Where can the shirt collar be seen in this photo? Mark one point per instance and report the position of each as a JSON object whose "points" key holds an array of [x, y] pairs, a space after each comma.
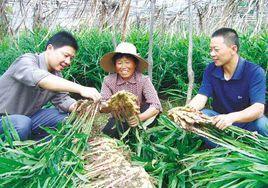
{"points": [[132, 80], [42, 61], [218, 71]]}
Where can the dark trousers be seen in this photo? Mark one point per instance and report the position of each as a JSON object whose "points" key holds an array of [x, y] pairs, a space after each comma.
{"points": [[259, 125], [29, 127]]}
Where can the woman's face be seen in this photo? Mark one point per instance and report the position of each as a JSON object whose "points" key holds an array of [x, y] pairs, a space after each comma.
{"points": [[125, 67]]}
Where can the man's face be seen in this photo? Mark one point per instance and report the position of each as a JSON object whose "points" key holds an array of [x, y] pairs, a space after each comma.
{"points": [[125, 67], [58, 59], [220, 52]]}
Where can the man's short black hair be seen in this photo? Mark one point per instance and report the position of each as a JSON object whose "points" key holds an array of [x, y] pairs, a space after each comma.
{"points": [[230, 36], [63, 38]]}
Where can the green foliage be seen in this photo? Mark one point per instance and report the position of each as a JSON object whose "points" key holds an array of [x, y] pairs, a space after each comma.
{"points": [[169, 55]]}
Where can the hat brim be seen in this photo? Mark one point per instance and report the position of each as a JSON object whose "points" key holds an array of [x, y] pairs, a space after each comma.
{"points": [[107, 64]]}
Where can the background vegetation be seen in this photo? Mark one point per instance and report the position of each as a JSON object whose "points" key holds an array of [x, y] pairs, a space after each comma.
{"points": [[169, 54]]}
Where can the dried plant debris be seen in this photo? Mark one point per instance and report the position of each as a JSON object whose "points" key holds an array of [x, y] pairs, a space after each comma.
{"points": [[108, 166], [187, 117], [123, 105]]}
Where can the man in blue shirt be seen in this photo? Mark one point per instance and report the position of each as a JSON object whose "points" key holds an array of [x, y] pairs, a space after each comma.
{"points": [[236, 86]]}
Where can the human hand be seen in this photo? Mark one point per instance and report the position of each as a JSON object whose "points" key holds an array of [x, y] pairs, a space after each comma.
{"points": [[223, 121], [90, 92], [133, 121], [104, 107]]}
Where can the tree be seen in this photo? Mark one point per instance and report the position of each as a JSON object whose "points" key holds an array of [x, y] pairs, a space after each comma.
{"points": [[190, 54], [150, 51]]}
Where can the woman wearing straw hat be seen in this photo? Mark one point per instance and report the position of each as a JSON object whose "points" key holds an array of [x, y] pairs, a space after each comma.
{"points": [[126, 67]]}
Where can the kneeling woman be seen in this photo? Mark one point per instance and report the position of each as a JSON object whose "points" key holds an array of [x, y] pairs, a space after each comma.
{"points": [[126, 67]]}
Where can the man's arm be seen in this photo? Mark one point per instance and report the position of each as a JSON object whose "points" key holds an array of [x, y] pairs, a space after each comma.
{"points": [[249, 114], [58, 84], [198, 102]]}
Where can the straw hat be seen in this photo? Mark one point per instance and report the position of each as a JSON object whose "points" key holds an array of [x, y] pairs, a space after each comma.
{"points": [[125, 48]]}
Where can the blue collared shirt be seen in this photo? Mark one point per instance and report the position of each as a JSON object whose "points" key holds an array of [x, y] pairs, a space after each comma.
{"points": [[246, 87]]}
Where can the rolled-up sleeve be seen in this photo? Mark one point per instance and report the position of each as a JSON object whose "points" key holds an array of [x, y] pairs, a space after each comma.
{"points": [[150, 94], [26, 71], [206, 87], [63, 101]]}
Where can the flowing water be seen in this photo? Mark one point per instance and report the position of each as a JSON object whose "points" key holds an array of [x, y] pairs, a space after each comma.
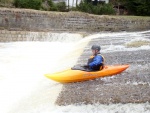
{"points": [[24, 89]]}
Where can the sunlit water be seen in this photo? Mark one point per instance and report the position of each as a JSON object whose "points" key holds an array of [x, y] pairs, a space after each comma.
{"points": [[24, 89]]}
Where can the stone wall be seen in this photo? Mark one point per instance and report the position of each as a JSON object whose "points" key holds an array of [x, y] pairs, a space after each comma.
{"points": [[33, 20], [11, 36]]}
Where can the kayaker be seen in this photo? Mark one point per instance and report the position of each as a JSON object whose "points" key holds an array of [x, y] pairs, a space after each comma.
{"points": [[95, 62]]}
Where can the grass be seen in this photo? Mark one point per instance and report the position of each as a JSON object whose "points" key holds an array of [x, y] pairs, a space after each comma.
{"points": [[138, 43], [6, 1]]}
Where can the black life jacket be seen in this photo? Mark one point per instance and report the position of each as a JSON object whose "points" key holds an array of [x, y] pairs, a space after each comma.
{"points": [[99, 67]]}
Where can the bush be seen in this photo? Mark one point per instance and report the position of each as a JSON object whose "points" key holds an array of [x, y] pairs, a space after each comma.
{"points": [[32, 4], [96, 9], [60, 6]]}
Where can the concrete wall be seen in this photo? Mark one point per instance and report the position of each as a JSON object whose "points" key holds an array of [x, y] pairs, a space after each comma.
{"points": [[32, 20], [11, 36]]}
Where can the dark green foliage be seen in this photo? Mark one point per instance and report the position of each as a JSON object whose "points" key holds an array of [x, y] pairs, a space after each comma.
{"points": [[135, 7], [96, 9], [138, 7], [60, 6], [32, 4]]}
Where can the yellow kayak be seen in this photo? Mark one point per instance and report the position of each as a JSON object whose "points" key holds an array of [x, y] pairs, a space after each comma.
{"points": [[78, 75]]}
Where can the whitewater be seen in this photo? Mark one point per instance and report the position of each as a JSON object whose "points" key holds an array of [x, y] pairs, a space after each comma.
{"points": [[24, 88]]}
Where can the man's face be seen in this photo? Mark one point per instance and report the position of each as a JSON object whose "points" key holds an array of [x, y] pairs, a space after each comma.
{"points": [[94, 52]]}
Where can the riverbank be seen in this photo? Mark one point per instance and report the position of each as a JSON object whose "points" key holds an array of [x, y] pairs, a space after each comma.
{"points": [[131, 86], [33, 20]]}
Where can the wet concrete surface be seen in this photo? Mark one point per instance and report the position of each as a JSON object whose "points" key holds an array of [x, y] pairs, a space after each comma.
{"points": [[131, 86]]}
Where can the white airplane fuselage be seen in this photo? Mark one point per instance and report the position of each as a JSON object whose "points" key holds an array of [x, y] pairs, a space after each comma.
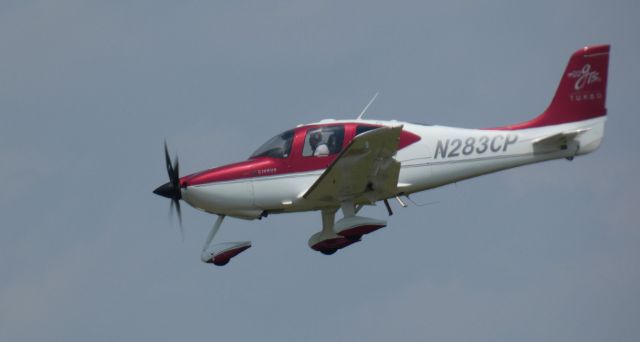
{"points": [[343, 164], [443, 155]]}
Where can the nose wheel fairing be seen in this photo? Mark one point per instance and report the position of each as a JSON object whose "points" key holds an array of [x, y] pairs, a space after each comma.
{"points": [[220, 254]]}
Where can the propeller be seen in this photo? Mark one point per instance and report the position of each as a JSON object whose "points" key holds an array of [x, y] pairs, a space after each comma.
{"points": [[171, 189]]}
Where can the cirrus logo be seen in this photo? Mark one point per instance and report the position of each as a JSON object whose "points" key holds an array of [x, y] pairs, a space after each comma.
{"points": [[584, 77]]}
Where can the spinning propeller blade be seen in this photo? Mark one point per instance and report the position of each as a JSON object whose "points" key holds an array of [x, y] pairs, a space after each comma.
{"points": [[171, 189]]}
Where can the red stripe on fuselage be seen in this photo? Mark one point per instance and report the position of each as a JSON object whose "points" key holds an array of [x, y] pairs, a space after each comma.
{"points": [[295, 163]]}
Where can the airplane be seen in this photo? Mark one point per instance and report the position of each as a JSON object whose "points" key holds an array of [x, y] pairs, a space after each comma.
{"points": [[343, 165]]}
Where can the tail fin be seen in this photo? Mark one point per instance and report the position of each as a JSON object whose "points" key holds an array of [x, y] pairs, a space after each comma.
{"points": [[582, 91]]}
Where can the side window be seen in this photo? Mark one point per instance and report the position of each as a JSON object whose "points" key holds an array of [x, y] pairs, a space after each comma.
{"points": [[323, 141], [362, 128], [277, 147]]}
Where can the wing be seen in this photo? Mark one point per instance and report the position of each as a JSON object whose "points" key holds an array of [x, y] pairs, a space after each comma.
{"points": [[364, 172]]}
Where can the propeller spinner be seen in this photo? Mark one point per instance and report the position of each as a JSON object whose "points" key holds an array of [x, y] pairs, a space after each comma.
{"points": [[171, 189]]}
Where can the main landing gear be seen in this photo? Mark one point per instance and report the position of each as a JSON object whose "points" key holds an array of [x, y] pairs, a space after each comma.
{"points": [[220, 253], [343, 233]]}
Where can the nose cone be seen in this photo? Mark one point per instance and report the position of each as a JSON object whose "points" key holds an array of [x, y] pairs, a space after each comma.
{"points": [[167, 190]]}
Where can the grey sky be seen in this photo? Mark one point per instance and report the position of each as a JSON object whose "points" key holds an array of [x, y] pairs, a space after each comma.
{"points": [[89, 90]]}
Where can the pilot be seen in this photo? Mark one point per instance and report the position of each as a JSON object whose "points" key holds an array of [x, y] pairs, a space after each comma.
{"points": [[332, 144], [319, 148]]}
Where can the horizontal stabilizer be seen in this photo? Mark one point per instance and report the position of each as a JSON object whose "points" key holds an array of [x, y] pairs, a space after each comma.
{"points": [[558, 139]]}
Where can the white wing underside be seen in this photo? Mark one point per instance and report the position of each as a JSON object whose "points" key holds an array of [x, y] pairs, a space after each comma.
{"points": [[364, 172]]}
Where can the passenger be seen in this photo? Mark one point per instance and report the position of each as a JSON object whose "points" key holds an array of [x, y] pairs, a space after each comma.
{"points": [[332, 143], [319, 148]]}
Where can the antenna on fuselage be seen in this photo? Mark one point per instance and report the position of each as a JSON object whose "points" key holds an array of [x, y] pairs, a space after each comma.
{"points": [[367, 106]]}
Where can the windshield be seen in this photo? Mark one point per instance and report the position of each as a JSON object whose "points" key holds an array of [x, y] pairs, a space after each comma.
{"points": [[277, 147]]}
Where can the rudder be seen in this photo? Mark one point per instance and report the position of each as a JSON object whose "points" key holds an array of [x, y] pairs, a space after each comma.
{"points": [[581, 94]]}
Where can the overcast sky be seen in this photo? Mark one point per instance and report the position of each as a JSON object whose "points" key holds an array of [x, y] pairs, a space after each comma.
{"points": [[90, 89]]}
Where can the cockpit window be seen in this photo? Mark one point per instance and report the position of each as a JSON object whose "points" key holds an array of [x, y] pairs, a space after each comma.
{"points": [[323, 141], [364, 128], [277, 147]]}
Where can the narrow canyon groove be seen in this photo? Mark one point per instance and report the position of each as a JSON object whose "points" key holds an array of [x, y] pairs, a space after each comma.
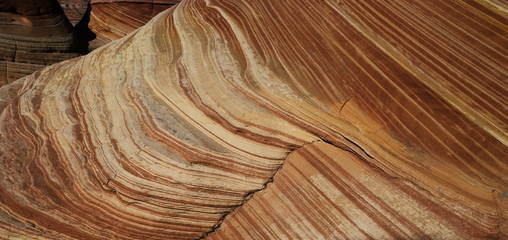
{"points": [[389, 119]]}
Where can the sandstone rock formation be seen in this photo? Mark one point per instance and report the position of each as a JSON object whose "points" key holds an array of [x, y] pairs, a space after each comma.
{"points": [[269, 119], [74, 9], [33, 34], [113, 19]]}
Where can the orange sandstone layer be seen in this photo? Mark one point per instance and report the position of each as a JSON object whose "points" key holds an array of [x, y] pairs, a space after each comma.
{"points": [[269, 119], [113, 19]]}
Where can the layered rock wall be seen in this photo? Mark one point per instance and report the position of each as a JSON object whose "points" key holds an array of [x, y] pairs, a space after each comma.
{"points": [[269, 119]]}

---

Exercise description ▸ Copy the rows word for word, starting at the line that contains "Where can the layered" and continuing through the last line of the rows.

The reply ▸
Where can the layered rock wall be seen in this photo? Mark one point per instance and report the position of each as a JSON object whose "points" key holds an array of [x, y] pairs, a space after each comma.
{"points": [[269, 119]]}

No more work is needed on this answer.